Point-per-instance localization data
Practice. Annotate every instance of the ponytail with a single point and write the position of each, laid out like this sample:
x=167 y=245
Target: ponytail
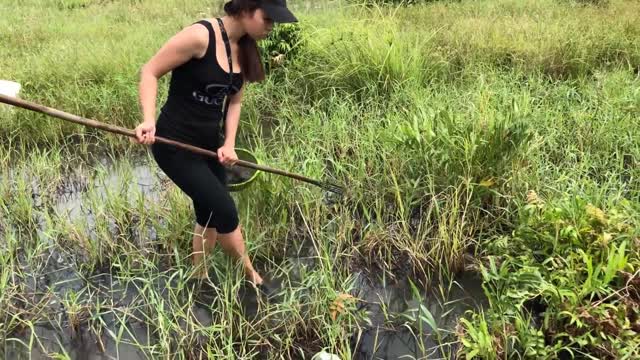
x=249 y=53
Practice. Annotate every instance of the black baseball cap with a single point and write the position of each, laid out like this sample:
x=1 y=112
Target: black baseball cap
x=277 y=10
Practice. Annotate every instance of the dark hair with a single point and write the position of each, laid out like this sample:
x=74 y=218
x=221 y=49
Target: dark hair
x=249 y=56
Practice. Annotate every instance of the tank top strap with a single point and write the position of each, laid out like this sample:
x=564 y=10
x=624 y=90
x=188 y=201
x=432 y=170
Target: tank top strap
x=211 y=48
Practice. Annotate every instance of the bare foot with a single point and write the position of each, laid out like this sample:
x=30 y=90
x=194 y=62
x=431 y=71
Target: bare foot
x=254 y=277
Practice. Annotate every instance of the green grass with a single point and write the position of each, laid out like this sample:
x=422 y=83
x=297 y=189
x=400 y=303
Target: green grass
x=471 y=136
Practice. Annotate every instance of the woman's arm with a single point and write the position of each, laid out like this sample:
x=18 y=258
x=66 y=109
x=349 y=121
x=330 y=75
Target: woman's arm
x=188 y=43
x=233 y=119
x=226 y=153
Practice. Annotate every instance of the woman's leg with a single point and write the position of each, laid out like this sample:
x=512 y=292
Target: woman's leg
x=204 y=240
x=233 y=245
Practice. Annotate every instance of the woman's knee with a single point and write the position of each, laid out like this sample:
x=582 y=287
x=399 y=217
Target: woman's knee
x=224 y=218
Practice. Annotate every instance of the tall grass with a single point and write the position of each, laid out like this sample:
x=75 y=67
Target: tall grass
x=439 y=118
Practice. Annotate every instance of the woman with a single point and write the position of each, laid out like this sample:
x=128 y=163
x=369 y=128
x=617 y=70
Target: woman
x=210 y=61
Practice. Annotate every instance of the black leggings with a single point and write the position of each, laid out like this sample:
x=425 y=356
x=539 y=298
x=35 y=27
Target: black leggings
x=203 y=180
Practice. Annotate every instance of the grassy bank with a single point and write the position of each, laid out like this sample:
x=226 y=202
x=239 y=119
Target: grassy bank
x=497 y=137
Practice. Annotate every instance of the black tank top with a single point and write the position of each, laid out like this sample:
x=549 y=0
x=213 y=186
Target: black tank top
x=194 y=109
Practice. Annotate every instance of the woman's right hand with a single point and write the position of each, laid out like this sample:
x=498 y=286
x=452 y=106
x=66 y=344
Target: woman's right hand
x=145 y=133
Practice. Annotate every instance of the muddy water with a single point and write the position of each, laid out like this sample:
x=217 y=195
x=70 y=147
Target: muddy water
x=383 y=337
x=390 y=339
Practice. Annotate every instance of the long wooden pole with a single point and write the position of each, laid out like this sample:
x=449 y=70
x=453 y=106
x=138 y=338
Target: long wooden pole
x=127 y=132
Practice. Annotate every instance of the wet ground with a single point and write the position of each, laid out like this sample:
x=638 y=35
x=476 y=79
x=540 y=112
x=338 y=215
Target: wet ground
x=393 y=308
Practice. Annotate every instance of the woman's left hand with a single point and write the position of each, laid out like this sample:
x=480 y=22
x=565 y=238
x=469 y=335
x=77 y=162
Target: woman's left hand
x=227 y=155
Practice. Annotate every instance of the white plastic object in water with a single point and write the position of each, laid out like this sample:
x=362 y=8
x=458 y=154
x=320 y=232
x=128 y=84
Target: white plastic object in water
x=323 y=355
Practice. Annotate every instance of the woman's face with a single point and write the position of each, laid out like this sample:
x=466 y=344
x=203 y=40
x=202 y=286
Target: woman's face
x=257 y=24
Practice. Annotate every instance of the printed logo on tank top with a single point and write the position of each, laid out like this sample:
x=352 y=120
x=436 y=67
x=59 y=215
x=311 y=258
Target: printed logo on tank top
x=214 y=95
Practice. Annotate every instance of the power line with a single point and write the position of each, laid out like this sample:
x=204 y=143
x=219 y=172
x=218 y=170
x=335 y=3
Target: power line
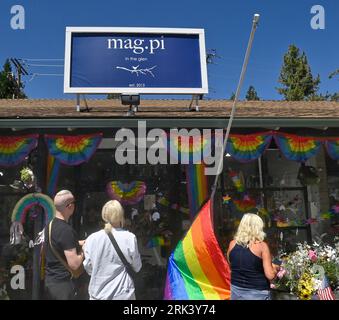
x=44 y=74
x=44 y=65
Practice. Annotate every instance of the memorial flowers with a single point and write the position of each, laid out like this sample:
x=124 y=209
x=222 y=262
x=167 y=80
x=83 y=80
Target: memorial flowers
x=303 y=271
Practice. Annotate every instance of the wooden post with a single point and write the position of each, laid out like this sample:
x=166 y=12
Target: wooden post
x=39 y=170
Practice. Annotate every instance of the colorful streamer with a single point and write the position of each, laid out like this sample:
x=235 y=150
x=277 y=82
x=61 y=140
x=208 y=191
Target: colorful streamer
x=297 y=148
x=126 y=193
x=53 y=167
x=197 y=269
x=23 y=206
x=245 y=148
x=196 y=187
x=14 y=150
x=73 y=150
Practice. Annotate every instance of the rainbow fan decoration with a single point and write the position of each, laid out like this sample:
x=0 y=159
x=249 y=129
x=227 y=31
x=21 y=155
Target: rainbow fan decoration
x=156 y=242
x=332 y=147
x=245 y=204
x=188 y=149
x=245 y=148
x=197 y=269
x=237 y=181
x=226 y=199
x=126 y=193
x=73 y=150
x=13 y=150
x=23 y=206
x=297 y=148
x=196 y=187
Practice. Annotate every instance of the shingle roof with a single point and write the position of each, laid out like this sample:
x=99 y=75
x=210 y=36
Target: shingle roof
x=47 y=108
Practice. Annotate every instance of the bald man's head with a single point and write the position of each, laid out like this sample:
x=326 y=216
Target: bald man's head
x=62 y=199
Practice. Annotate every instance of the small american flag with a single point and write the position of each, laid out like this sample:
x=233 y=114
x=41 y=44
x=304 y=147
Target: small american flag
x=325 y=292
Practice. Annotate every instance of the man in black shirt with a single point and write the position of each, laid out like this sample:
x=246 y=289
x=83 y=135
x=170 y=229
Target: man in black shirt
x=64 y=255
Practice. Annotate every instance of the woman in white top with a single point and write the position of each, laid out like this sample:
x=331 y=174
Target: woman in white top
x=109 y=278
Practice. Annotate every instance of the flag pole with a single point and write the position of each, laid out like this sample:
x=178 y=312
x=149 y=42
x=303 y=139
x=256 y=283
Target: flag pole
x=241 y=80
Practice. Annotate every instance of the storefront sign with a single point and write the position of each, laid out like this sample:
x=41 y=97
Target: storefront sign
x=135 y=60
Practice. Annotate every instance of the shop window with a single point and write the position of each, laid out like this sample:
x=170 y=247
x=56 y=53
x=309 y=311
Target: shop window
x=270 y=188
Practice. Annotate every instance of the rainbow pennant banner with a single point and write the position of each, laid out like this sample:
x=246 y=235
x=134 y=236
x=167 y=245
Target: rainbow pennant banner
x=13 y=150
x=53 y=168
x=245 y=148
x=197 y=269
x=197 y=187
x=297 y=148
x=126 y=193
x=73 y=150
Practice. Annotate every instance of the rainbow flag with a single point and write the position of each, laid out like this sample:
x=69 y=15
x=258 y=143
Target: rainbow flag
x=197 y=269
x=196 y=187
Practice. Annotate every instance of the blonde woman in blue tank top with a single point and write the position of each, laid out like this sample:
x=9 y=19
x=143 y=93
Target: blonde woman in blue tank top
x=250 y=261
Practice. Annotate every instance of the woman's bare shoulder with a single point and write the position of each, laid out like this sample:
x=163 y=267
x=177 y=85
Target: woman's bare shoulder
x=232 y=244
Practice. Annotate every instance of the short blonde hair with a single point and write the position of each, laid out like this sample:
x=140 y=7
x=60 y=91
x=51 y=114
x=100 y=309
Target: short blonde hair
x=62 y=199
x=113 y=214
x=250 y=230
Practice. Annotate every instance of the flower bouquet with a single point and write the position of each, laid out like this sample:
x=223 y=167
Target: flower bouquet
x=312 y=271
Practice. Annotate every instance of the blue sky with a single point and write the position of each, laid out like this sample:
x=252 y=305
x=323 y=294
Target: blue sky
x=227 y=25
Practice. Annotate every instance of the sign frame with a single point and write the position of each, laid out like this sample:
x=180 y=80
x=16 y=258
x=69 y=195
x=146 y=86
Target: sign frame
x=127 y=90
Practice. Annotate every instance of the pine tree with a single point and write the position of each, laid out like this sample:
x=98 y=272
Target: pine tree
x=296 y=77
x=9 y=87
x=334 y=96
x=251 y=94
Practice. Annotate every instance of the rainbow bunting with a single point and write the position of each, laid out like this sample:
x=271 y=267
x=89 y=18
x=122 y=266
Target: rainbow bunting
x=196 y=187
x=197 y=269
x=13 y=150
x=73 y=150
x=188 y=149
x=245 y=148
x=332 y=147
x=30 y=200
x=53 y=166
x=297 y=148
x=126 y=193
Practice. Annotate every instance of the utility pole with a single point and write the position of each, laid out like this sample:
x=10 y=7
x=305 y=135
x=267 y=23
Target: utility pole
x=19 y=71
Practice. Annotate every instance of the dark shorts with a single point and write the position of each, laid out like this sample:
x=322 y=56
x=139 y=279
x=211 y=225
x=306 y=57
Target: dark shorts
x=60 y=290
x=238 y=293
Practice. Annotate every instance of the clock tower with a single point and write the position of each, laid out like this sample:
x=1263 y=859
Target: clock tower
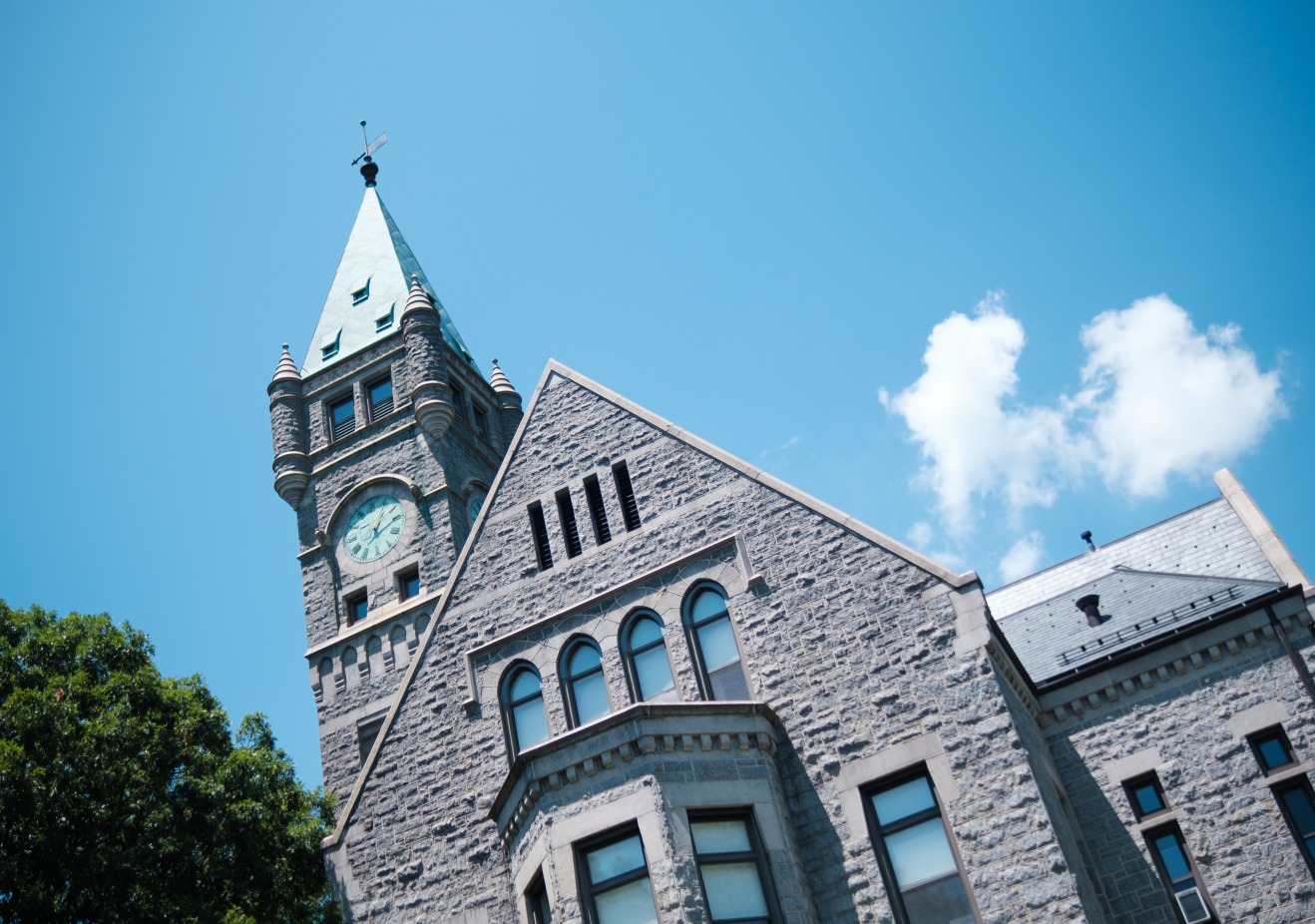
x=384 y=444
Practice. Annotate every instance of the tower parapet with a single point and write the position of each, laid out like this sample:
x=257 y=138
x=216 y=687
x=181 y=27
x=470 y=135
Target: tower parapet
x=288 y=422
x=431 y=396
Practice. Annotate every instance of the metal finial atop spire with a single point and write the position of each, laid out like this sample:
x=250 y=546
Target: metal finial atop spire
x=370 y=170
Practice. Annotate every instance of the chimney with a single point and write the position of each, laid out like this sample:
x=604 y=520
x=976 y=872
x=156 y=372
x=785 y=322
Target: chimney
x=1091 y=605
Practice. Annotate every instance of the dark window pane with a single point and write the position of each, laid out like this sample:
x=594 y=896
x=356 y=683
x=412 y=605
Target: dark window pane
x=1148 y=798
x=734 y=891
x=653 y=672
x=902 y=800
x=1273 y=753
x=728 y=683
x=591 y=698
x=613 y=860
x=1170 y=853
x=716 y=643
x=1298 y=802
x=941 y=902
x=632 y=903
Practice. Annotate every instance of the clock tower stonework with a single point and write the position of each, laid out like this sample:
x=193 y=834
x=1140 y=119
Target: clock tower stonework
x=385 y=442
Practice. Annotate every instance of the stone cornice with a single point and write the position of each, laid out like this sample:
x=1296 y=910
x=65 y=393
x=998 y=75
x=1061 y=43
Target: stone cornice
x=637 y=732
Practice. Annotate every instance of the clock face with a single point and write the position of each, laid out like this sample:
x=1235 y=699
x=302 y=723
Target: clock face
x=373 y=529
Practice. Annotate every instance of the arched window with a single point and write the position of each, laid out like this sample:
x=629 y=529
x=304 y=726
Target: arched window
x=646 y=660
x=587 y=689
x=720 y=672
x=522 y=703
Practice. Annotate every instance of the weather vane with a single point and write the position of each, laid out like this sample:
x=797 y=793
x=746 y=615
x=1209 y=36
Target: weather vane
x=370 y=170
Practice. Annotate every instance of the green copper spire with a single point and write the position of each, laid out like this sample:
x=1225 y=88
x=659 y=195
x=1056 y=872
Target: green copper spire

Task requirements: All lines above that include the word "copper" should be located and copied.

Answer space:
Practice. Annotate every instance of the green copper spire with a single point and write the position of each, laid out like this sample:
Target: green copper spire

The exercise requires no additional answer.